■ Extrait proposé
* * * * * * *

J’ouvre les hostilités ! Sur les 100 premiers mètres, je n’ai droit
qu’aux fameux effets sonores, semblables à un bisou prolongé, et à
quelques sifflements. Mais au moment où je m’apprête à longer le
Boulevard, les choses se compliquent. On passe des effets sonores aux
phrases complètes : ça va du moustachu aux dents jaunies, qui affirme
que je ressemble “comme deux gouttes d’eau à Guadalupe”, au jeune
boutonneux qui vient de muer et dont la mâchoire pendouille
littéralement par terre, qui pense que je suis tout bonnement …”bonne”
(“Meziana”, pour reprendre le terme exact), en passant par “moul
détail” (vendeur de cigarettes à l’unité), qui ne me trouve pas laide,
mais littéralement hideuse (pas “khayba” mais “khaybou3a”), et auquel
les formes (ou plutôt les déformations) de mon corps rappellent une
bouteille d’Orangina. Ses paroles fusent au milieu des éclats de rires
de ses potes, vous savez, les 4 ou 5 hommes qui l’entourent “f'rass
derb”. On ne sait pas pourquoi ils sont là, mais ils sont là, toute la
journée.
Solidarité féminine
Fatigué, le côté raisonnable de ma personnalité reprend le dessus sur
la partie intrépide. Je ne voulais qu’une chose : fermer les yeux, les
rouvrir pour me retrouver derrière mon bureau. Je décide alors de héler
un taxi. Du coup, j’adopte naturellement la position de l’auto-stoppeur
qui inspire plutôt à nos chers automobilistes… celle de la prostituée.

* * * * * * *

■ Données du listing
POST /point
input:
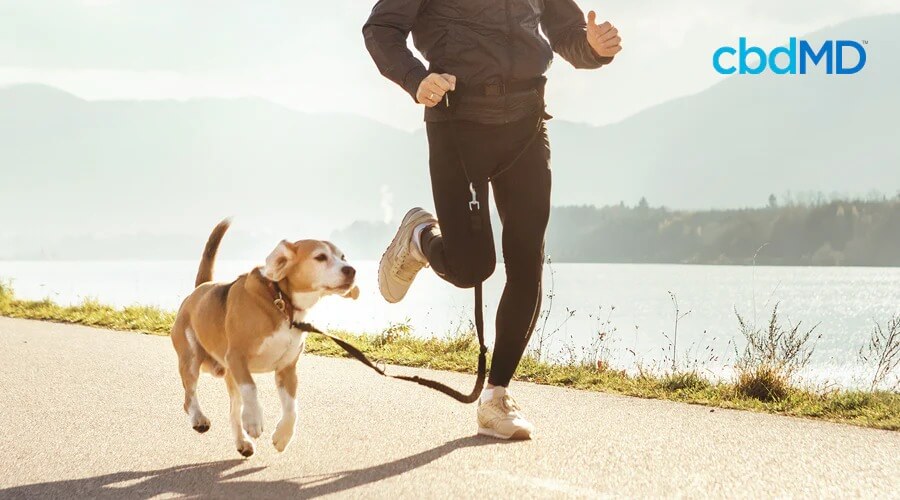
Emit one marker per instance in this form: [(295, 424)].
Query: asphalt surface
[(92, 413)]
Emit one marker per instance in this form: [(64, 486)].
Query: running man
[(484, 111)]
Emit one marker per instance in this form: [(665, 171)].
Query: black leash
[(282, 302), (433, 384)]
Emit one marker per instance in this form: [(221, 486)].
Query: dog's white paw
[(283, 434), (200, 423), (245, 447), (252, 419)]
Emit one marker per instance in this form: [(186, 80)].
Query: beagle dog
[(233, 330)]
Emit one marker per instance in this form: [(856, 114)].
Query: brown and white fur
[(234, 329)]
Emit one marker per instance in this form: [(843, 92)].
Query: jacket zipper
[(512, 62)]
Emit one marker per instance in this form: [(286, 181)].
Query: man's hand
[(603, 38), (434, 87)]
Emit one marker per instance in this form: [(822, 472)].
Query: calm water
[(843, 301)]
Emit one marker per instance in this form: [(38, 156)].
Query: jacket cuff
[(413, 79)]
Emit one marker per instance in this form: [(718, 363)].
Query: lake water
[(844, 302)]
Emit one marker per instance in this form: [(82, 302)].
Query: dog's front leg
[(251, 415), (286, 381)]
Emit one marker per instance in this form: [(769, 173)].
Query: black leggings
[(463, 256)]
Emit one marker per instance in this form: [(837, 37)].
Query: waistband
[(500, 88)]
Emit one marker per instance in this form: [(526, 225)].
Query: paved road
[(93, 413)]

* * * * * * *

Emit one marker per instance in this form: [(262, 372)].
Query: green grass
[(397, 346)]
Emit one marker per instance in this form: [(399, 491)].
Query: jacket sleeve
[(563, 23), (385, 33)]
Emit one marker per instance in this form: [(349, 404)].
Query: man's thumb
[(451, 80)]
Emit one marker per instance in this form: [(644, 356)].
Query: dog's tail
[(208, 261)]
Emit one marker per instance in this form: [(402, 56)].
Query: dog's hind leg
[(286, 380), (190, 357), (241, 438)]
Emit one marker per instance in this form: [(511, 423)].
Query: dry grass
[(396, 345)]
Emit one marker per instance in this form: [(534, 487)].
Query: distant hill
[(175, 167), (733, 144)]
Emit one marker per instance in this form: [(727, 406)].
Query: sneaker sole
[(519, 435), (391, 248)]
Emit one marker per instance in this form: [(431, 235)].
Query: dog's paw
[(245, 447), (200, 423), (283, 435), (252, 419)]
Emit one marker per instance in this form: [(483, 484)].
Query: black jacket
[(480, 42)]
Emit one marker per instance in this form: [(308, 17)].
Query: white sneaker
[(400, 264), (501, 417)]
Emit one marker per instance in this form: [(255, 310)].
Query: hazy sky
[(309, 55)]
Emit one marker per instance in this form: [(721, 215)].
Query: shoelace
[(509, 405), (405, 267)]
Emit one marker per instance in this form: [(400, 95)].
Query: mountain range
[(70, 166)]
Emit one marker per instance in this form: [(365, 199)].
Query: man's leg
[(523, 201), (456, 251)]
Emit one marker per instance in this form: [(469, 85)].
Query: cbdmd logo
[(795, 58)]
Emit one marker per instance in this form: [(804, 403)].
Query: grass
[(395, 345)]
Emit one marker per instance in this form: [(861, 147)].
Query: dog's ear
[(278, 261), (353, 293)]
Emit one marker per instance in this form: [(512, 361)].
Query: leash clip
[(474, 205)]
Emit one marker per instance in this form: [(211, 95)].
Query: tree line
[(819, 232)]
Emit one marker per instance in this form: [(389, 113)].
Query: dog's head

* * * * * * *

Répondez aux questions suivantes à partir de l'extrait proposé :
1. D'après le moustachu aux dents jaunies, à qui la personne qui raconte ressemble-t-elle « comme deux gouttes d'eau » ?
2. Quelle bouteille les formes du corps de la personne qui raconte rappellent-elles au « moul détail » ?
3. Quel véhicule la personne qui raconte décide-t-elle de héler ?

■ Résultat obtenu
1. À Guadalupe.
2. Une bouteille d'Orangina.
3. Un taxi.